[Study text]
- - - - -
In 1943, the quantum physicist Erwin Schrödinger stood up in Trinity College Dublin and delivered what might be described as the biggest scientific disappointment of the century. His work on quantum mechanics, which so beautifully explained the nature of matter, failed to explain the material workings of a cell. We are made from nothing more than the elements in the Periodic Table, and this leads to the most fundamental question in science; “How do elements change into living things, and ultimately, us?”
As Abbott, Davis, Pati write in Quantum Aspects of Life, “To be sure, quantum mechanics is indispensable for explaining the shapes, sizes and chemical affinities of biological molecules. From the point of view of fundamental physics however, life remains deeply mysterious. Life still seems an almost magical state of matter; furthermore, its origins from non-living chemicals is not understood at all.” (Imperial College Press, 2008)
Our proposition is that the mystery is not so mysterious after all. The problem is a systemic misinterpretation of reality. It lies not in the verified findings of generations of brilliant scientists, but in Western scientific dogma and tradition. It lies in the traditional scientific perspective, that the universe works according to the laws of cause and effect, and that there must always be an underlying physical cause of every action. Western scientific tradition dictates that the laws of physics must underpin everything we observe.
It is our interpretation of the data that has prevented us from being able to describe ‘life’ scientifically. We have good mathematical models for the chaotic, complex and self-organizing behavior of matter, but the models have nothing to do with the fundamental laws of physics. This is true at the atomic and gravitational scales, and we have not connected the two, because they are studied in different university departments.
In 1687, Newton found that the predictable laws of physics only worked for two bodies in space. Worse still, in 1887 Poincaré wrote a mathematical proof showing there are no equations which could predict the motions of three equal size bodies in space. In his theory of General Relativity from 1916, Einstein asks us to see distortions of space as the reason the Earth moves around the Sun, where bodies in space are ‘forced’ to follow mathematical curves, and only collide if the curves meet: there is no ‘physical’ attraction. Likewise, magnetic and electrical fields have no physical part. As physicists Julian Schwinger and Michael Faraday have pointed out, fields are a property of space – and space has no physical structure, only mathematical properties.
Simple actions in nature can be described by the mathematics of traditional physics; and complex actions, of the same physical components, can be described by the mathematics of chaos and complexity. Mathematics is the only realm of science which is self consistent and describes everything. The axioms in Euclid’s Elements are as true today as when they were written 2300 years ago. Mathematical Proofs are absolute, and Poincare’s proof that there are no equations from physics to predict the motion of three bodies in space, means that the fundamental laws of physics can never be used to explain the chaotic, complex or self-organizing behavior of matter in the Solar System.
- - - - -
[Required work]
A – Answer these from the text on physics and the mystery of life:
(i) In what year and at what institution did Schrödinger give the talk described at the start?
(ii) What did Poincaré's 1887 proof show?
(iii) How long ago were the axioms in Euclid's Elements written?
B – Copy out the passage of the text on physics and the mystery of life that begins at the words "Our proposition is" and stops after the words "everything we observe.".

(Collection entries)
- - - - -
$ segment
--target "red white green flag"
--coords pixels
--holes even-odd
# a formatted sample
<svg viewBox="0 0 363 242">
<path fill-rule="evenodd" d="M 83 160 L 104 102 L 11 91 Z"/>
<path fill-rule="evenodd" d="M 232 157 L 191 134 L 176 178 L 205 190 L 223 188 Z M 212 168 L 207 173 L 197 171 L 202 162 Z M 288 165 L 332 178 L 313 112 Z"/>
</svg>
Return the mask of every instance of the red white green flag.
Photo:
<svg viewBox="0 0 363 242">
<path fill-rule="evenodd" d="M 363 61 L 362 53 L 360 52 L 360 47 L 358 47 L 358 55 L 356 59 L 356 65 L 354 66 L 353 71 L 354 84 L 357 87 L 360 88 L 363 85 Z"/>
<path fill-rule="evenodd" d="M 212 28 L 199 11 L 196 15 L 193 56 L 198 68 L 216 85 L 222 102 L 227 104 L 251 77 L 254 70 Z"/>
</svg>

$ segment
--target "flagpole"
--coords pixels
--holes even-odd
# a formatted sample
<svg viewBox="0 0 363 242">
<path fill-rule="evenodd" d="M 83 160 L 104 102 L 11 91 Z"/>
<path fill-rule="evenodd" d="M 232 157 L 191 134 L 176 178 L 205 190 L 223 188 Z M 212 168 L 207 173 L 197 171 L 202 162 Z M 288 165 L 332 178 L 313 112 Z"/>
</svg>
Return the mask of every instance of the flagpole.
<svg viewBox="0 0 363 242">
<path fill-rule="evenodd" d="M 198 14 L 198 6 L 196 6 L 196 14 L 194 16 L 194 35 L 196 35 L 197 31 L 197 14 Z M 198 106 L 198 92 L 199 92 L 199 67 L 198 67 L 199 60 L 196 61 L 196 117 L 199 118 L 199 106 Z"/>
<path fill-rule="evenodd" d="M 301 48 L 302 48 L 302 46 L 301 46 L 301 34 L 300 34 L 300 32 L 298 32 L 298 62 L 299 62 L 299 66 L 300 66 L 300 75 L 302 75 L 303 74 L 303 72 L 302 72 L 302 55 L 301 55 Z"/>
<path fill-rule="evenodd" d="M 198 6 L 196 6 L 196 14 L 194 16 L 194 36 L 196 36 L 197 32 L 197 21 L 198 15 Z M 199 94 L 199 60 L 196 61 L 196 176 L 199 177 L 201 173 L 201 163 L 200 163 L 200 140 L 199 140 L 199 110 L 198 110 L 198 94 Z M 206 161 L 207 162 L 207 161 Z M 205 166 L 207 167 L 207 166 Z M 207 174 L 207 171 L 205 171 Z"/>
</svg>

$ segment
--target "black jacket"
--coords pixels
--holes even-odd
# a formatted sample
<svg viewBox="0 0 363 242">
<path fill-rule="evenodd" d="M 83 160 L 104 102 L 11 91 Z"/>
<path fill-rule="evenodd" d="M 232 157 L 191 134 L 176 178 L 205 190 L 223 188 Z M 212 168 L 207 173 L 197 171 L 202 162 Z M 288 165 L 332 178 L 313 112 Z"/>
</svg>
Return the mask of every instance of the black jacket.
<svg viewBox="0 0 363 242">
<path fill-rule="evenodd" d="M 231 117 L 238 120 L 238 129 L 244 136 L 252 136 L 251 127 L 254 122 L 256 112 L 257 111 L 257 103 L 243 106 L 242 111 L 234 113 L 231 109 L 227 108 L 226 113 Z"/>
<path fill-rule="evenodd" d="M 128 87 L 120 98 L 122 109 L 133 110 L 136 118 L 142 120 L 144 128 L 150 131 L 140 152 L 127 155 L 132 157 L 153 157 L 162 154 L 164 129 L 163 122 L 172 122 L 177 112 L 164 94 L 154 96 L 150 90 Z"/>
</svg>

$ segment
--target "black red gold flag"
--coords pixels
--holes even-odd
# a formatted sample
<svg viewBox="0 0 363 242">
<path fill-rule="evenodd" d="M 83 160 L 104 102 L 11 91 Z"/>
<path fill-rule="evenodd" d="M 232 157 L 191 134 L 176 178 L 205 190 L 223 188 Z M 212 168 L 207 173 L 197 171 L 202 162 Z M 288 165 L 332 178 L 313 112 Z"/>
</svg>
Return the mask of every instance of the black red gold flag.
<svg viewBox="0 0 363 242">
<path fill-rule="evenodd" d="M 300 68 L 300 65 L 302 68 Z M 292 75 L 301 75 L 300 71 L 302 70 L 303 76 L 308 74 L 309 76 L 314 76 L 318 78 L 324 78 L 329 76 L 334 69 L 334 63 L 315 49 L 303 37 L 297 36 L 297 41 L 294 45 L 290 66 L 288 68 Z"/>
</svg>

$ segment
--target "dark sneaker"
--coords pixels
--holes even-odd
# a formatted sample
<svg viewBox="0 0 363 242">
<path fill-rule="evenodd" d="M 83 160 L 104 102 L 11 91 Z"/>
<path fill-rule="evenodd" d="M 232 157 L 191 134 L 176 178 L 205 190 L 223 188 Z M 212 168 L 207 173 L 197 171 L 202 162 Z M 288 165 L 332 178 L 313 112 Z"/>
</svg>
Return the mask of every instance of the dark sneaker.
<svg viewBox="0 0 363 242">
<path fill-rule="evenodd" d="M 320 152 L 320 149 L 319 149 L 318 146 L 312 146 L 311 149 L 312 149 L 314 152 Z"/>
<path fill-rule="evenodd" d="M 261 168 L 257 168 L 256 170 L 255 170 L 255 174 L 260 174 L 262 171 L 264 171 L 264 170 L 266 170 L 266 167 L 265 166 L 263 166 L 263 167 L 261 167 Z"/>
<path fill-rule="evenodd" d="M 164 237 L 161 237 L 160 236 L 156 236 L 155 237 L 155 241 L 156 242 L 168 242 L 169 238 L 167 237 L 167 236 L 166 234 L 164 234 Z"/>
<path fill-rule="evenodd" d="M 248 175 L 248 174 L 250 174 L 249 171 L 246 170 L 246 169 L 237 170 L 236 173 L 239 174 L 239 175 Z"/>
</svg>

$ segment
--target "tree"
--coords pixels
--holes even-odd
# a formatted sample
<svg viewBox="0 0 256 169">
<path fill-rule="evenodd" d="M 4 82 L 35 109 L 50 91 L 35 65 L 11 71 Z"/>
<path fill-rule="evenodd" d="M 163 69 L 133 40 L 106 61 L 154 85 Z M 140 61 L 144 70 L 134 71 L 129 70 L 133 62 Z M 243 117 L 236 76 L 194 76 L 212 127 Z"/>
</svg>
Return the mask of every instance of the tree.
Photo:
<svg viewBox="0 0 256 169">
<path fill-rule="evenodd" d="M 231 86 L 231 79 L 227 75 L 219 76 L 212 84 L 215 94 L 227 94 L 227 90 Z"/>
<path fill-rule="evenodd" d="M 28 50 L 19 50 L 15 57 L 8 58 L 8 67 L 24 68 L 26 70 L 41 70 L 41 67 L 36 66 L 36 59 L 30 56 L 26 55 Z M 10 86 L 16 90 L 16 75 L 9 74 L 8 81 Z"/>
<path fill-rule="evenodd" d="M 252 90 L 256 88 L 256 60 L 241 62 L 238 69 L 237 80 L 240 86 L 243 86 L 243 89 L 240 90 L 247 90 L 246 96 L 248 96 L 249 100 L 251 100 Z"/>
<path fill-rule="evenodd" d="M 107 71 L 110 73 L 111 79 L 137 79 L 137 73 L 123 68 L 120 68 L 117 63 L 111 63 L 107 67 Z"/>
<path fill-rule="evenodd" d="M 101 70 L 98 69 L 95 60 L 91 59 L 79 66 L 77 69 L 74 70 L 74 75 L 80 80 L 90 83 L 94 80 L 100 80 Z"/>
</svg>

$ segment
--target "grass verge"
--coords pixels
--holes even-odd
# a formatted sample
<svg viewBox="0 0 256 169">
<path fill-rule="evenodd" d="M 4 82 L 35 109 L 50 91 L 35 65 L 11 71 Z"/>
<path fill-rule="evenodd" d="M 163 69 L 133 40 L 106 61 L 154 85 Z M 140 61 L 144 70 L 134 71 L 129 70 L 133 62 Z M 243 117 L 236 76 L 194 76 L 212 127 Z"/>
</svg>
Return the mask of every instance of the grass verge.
- - - - -
[Outputs by task]
A –
(i) In 1943, at Trinity College Dublin.
(ii) There are no equations that could predict the motions of three equal-size bodies in space.
(iii) 2300 years ago.

B –
Our proposition is that the mystery is not so mysterious after all. The problem is a systemic misinterpretation of reality. It lies not in the verified findings of generations of brilliant scientists, but in Western scientific dogma and tradition. It lies in the traditional scientific perspective, that the universe works according to the laws of cause and effect, and that there must always be an underlying physical cause of every action. Western scientific tradition dictates that the laws of physics must underpin everything we observe.